──────── AUSGEWÄHLTE TEXTSTELLE

Entscheidungsstichwort (Thema)

Keine Anwendung der Sachbezugsfreigrenze bei Warenbezug durch Arbeitnehmer auf Rechnung des Arbeitgebers

 

Leitsatz (redaktionell)

Trägt ein Arbeitgeber die Kosten der von den Arbeitnehmern bei einer Tankstelle bezogenen Waren und Dienstleistungen bis zur Höhe von 44 € monatlich und können die Arbeitnehmer monatlich nach ihrer Wahl Güter aus allen Warengruppen auf Rechnung des Arbeitgebers beziehen, wendet der Arbeitgeber den Arbeitnehmern lohnsteuerpflichtigen Barlohn zu, auf die die Sachbezugsfreigrenze keine Anwendung findet. Das ist nicht ernstlich zweifelhaft.

 

Normenkette

EStG § 8 Abs. 2

 

Streitjahr(e)

2006

 

Tatbestand

Streitig ist, ob auf Rechnung der Antragstellerin von mehreren ihrer Arbeitnehmer bei Dritten bezogene Waren Sachbezüge darstellen, für die die Freigrenze von 44 Euro des § 8 Abs. 2 Satz 9 Einkommensteuergesetz (EStG) gilt.

Die Antragstellerin gewährt ihren Arbeitnehmern auf arbeitsvertraglicher Grundlage „einen regelmäßigen Gutscheins-, Waren- oder Dienstleistungsbezug nach Wunsch des Arbeitnehmers”. Sie hat mit dem Betreiber einer Tankstelle (T) vereinbart, dass mehrere ihrer Arbeitnehmer bei T monatlich nach ihrer Wahl Güter „aus allen Warengruppen” im Wert von bis zu 44 EUR auf Rechnung der Antragstellerin beziehen dürfen. Die Arbeitnehmer erhielten jeweils eine dementsprechend limitierte „T Card”, eine Kundenkarte des T. Die Arbeitnehmer kauften mittels der Kundenkarte für 44 EUR monatlich im Wesentlichen Benzin verschiedener Sorten, aber z. B. auch Tabak- und Süßwaren ein. T erteilt der Antragstellerin monatlich nach Arbeitnehmern aufgeschlüsselt Rechnungen unter Angabe der gelieferten Waren oder Dienstleistungen. Die Antragstellerin sah hierin keinen lohnsteuerpflichtigen Vorgang.

Der Antragsgegner (das Finanzamt) beanstandete im Anschluss an eine Lohnsteueraußenprüfung dem Prüfer folgend diese Vorgehensweise und nahm die Antragstellerin mit Bescheid vom 6. Dezember 2006 für die nicht angemeldete und abgeführten Lohnabzugsbeträge gemäß § 42 d Abs. 1 EStG in Haftung.

────────────────

## AUFGABE
Gib bitte die Stelle aus der Entscheidung zur Sachbezugsfreigrenze wieder, die mit „Trägt ein Arbeitgeber“ beginnt und nach „nicht ernstlich zweifelhaft.“ endet, und tausche darin „Tankstelle“ gegen „Apotheke“. Die Auflistung hat mit der Entscheidung zur Sachbezugsfreigrenze nichts zu tun.

──────── GESAMMELTE DATEN

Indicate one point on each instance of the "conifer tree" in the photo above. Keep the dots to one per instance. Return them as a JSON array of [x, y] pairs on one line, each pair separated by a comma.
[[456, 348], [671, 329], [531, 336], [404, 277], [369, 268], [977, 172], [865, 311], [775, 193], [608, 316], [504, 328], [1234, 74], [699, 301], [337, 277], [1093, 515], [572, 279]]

────────────────

## LÖSUNG
Trägt ein Arbeitgeber die Kosten der von den Arbeitnehmern bei einer Apotheke bezogenen Waren und Dienstleistungen bis zur Höhe von 44 € monatlich und können die Arbeitnehmer monatlich nach ihrer Wahl Güter aus allen Warengruppen auf Rechnung des Arbeitgebers beziehen, wendet der Arbeitgeber den Arbeitnehmern lohnsteuerpflichtigen Barlohn zu, auf die die Sachbezugsfreigrenze keine Anwendung findet. Das ist nicht ernstlich zweifelhaft.